O'Banion contends likewise that the district court erred both in not instructing the jury on specific intent and in failing to define properly the term "willfully". The district court instructed the jury as follows:


"Willfully" means that you did what you did voluntarily and purposely, because you wanted to do it and with the specific intent to do something that the law forbids, with the specific intent to do something that the law forbids.


The court's instruction encompasses the substance of O'Banion's requested instruction on specific intent.8


Moreover, O'Banion's proposed instruction defining "willfully" is virtually identical to that given by the court, with the exception of the omission of the "bad purpose" language.9 We examined a similar claim in United States v. Hunt, 794 F.2d 1095, 1100 (5th Cir.1986) and rejected the argument that "a fair trial can occur only if the judge utters the magic words 'with bad purpose.' "


We conclude that the jury charge as a whole accurately summarized the law and took into account O'Banion's defense. By informing the jury that O'Banion had to have actual knowledge of the currency reporting laws and that he had to have acted willfully in failing to file a report, the district court informed the jury that it should acquit O'Banion if he did not know he was violating the currency reporting laws.10



O'Banion challenges the district court's failure to sustain his objection to a comment by the prosecutor during closing argument. He asserts that the comment was both an attack on his attorney--a suggestion that his attorney had suborned perjury--and impermissibly implied that O'Banion had a duty to establish his innocence. The remark was an attempt to discredit O'Banion's explanation that he hid the money for security reasons, in light of the fact that O'Banion did not initially offer this explanation to the inspectors. The prosecutor stated:


Why didn't they tell the inspectors then? What would an innocent man have done at that point? You would have told them everything.... But he didn't do that.... The first time it comes out is several weeks later when they send a letter to the District Director, after he has talked to ... his attorney. That's when they came out with the story.

The following statements were then made:


[DEFENSE COUNSEL]: Your Honor, I object to that last statement, insinuating that I might have advised my client of something like that.


THE COURT: Remember my instructions, ladies and gentlemen of the jury.


"[A] criminal conviction is not to be lightly overturned on the basis of a prosecutor's arguments standing alone". United States v. Young, 470 U.S. 1, 11, 105 S.Ct. 1038, 1044, 84 L.Ed.2d 1 (1985). We may not reverse O'Banion's conviction based on prosecutorial misconduct unless the prosecutor's remarks were not only inappropriate but were also harmful. United States v. Chase, 838 F.2d 743, 749 (5th Cir.), cert. denied, 486 U.S. 1035, 108 S.Ct. 2022, 100 L.Ed.2d 609 (1988). We must determine from the record whether the argument "affected substantial rights of the accused." Id.


When O'Banion objected, the district judge admonished the jury to remember his earlier statement that lawyers' questions are not evidence. But even if we assume arguendo that the district court erred in not giving a more detailed cautionary instruction, the error is harmless. O'Banion has not shown that the prosecutor's comment affected his substantial rights. Fed.R.Crim.P. 52(a).

::::

TO BE DONE:
- 1) Name every court case the O'Banion appeal opinion cites by name.
- 2) Summarize the O'Banion appeal opinion in two sentences.
- 3) Carry on the O'Banion appeal opinion from its final sentence.

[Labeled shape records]
::::

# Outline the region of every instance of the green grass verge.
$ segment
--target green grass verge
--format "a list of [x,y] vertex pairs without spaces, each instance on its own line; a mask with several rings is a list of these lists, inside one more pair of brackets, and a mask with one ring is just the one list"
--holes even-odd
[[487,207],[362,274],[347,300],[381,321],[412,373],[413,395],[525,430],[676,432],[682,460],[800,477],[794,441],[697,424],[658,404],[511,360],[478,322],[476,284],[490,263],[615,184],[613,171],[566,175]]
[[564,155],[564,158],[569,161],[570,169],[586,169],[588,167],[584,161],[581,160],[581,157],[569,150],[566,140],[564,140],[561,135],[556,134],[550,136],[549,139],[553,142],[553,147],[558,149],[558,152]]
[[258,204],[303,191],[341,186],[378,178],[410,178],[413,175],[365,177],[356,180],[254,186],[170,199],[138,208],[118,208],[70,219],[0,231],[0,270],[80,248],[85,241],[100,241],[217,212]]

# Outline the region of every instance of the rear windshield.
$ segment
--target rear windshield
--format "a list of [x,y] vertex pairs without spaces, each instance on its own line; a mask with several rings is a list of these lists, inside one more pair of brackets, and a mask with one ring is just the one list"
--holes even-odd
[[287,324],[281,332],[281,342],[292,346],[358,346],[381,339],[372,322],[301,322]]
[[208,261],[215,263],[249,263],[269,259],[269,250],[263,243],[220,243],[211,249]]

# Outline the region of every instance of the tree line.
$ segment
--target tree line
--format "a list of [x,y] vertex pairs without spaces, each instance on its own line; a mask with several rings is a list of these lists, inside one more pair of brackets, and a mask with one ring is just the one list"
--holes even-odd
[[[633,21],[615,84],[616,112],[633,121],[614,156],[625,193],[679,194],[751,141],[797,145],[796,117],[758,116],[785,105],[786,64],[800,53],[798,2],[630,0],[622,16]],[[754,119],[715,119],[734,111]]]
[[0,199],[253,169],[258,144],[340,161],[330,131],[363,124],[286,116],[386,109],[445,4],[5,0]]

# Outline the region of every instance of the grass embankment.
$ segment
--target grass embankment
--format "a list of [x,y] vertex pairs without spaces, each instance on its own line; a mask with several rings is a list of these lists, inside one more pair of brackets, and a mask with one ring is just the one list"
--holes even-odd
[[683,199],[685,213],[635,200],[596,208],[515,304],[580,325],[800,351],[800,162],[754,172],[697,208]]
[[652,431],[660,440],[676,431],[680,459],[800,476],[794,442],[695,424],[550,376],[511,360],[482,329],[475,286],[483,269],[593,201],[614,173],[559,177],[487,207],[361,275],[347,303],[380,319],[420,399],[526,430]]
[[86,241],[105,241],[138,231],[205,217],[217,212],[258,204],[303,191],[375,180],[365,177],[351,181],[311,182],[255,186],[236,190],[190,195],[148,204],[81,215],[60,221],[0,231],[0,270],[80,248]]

::::

RESPONSES BY TASK:
- 1)
United States v. Hunt, 794 F.2d 1095 (5th Cir.1986)
United States v. Young, 470 U.S. 1 (1985)
United States v. Chase, 838 F.2d 743 (5th Cir.)

- 2) The court rejected O'Banion's claims that the jury was improperly instructed on specific intent and on the meaning of "willfully," concluding that the charge as a whole accurately summarized the law and took his defense into account. It also held that even if the district court erred in not giving a more detailed cautionary instruction after the prosecutor's closing remark, the error was harmless because O'Banion had not shown that the comment affected his substantial rights.

- 3)
O'Banion asserts next that the district court committed error in assessing the $20,000 fine. The Pre-Sentencing Investigative Report (PSI) calculated O'Banion's net worth at over $478,000. He objected to this calculation and submitted a letter from his attorney stating that he had "a net worth of about $3,000 to $5,000." And at sentencing, O'Banion advised that he had commenced bankruptcy proceedings two and one-half weeks prior to the hearing.


The sentencing guidelines provide that a district court "shall impose a fine in all cases, except where the defendant establishes that he is unable to pay and is not likely to become able to pay any fine." U.S.S.G. § 5E1.2(a). The guidelines likewise provide that "[t]he amount of the fine should always be sufficient to ensure that the fine, taken together with other sanctions imposed, is punitive." U.S.S.G. § 5E1.2(e). A district court may waive the fine or assess a fine below the guideline range set in § 5E1.2(c)(3) "[i]f the defendant establishes that (1) he is not able and, even with the use of a reasonable installment schedule, is not likely to become able to pay all or part of the fine required [under the guidelines], or (2) imposition of the fine would unduly burden the defendant's dependents...." U.S.S.G. § 5E1.2(f).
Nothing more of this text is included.